* **MATERIAL SUPPLIED**
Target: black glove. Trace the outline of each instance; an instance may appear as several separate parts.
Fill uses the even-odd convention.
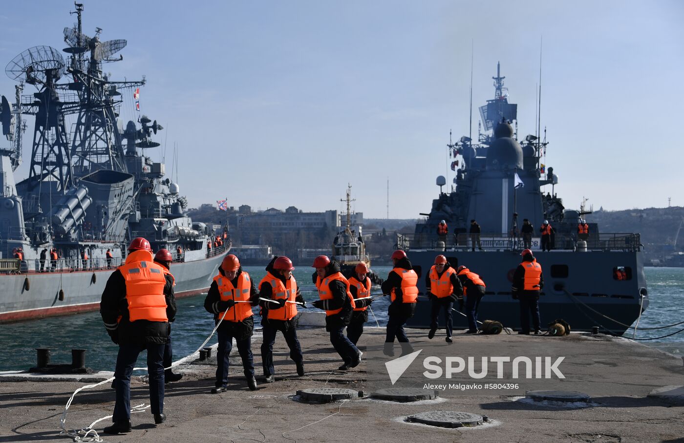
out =
[[[224,312],[227,309],[233,308],[234,306],[235,306],[235,301],[234,300],[226,300],[224,301],[219,301],[218,304],[216,305],[216,307],[218,308],[220,311]]]

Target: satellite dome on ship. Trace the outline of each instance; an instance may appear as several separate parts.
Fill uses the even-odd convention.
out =
[[[487,169],[522,169],[523,148],[513,139],[513,127],[499,123],[494,130],[496,139],[487,149]]]

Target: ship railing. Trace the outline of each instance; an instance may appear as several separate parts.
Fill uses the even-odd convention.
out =
[[[541,249],[541,238],[534,234],[529,239],[529,243],[521,236],[507,234],[486,233],[477,234],[397,234],[397,247],[405,251],[425,250],[443,251],[466,250],[482,249],[490,250],[517,251],[530,245],[532,250]],[[587,250],[592,251],[624,251],[637,252],[641,250],[641,237],[634,233],[601,233],[589,234],[585,237],[579,237],[577,233],[556,232],[551,239],[551,250],[575,251],[578,249],[577,242],[586,242]],[[583,249],[583,245],[579,248]]]

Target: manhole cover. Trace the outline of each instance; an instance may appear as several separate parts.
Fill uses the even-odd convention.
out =
[[[313,388],[297,391],[297,395],[304,401],[330,403],[337,400],[358,399],[363,397],[363,391],[336,388]]]
[[[408,416],[410,422],[424,423],[430,426],[440,427],[461,427],[462,426],[477,426],[488,421],[487,416],[481,416],[470,412],[456,411],[431,411]]]
[[[527,391],[526,397],[535,401],[562,401],[575,403],[582,401],[587,403],[591,398],[586,394],[575,391]]]
[[[436,390],[428,390],[418,388],[389,388],[380,389],[371,394],[373,399],[389,400],[391,401],[419,401],[432,400],[439,395]]]

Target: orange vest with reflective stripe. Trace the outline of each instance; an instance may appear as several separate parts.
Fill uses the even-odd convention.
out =
[[[531,262],[523,262],[521,263],[525,268],[525,291],[539,291],[539,276],[542,274],[542,265],[537,263],[537,260]]]
[[[366,277],[366,280],[364,280],[363,283],[358,281],[356,277],[350,277],[349,279],[350,286],[356,286],[356,298],[365,298],[366,297],[370,297],[371,295],[371,279]],[[365,306],[363,308],[356,308],[356,304],[354,304],[354,310],[366,310],[368,309],[368,306]]]
[[[269,309],[268,317],[267,318],[272,320],[291,320],[297,315],[297,304],[287,303],[287,301],[294,301],[297,298],[297,281],[294,276],[290,277],[287,280],[287,286],[282,284],[280,278],[275,277],[270,272],[266,273],[266,276],[261,279],[259,286],[261,288],[264,283],[268,283],[273,288],[271,298],[274,300],[285,299],[285,306],[278,309]],[[272,303],[269,303],[266,306],[275,306]]]
[[[236,303],[232,308],[228,310],[225,314],[222,312],[218,314],[220,319],[228,320],[228,321],[242,321],[245,319],[254,315],[252,312],[252,305],[248,301],[250,299],[250,290],[252,288],[250,275],[245,271],[240,273],[237,278],[237,287],[233,286],[233,282],[228,279],[228,277],[219,274],[214,277],[216,286],[218,287],[218,293],[221,296],[222,301],[228,300],[235,300],[241,301]]]
[[[402,293],[404,303],[415,303],[418,301],[418,274],[413,269],[394,268],[393,271],[402,279]],[[392,288],[392,301],[397,298],[396,288]]]
[[[451,275],[456,271],[451,267],[449,267],[446,271],[442,273],[441,276],[438,276],[437,269],[434,265],[430,270],[430,291],[437,298],[444,298],[449,297],[453,293],[453,285],[451,284]]]
[[[356,305],[354,302],[354,297],[352,297],[352,292],[349,290],[349,280],[341,272],[336,272],[332,276],[328,276],[322,280],[320,277],[316,277],[316,287],[318,288],[318,297],[321,300],[332,299],[332,291],[330,291],[330,285],[332,282],[336,280],[339,280],[344,283],[345,288],[347,290],[347,297],[349,297],[350,302],[352,304],[352,308],[356,308]],[[328,310],[326,311],[326,315],[334,315],[335,314],[339,314],[342,308]]]
[[[149,251],[133,251],[119,267],[126,280],[126,301],[131,321],[168,321],[164,298],[164,267],[153,261]]]
[[[470,269],[469,269],[468,268],[466,268],[464,269],[461,269],[461,271],[459,272],[457,275],[458,275],[458,276],[465,276],[466,278],[468,278],[468,280],[469,280],[471,282],[473,282],[473,283],[474,283],[475,284],[478,285],[478,286],[483,286],[484,287],[487,287],[487,286],[484,284],[484,282],[482,280],[482,279],[479,278],[479,276],[478,276],[477,274],[476,274],[474,272],[471,272]],[[467,292],[467,291],[466,291],[466,285],[464,284],[463,285],[463,296],[464,297],[467,297],[468,296],[468,294],[466,293],[466,292]]]

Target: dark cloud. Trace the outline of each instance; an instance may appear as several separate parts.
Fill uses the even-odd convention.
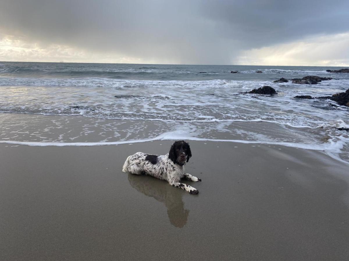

* **TASK DETAILS**
Find each line in the items above that contains the string "ship", matching case exactly, and copy those lines out in full.

* **TASK OUTPUT**
Target: satellite dome on ship. Trace the outline of each instance; an instance may appear as several separate parts.
Target: ship railing. Trace the outline of each instance; an instance may appear as several separate parts.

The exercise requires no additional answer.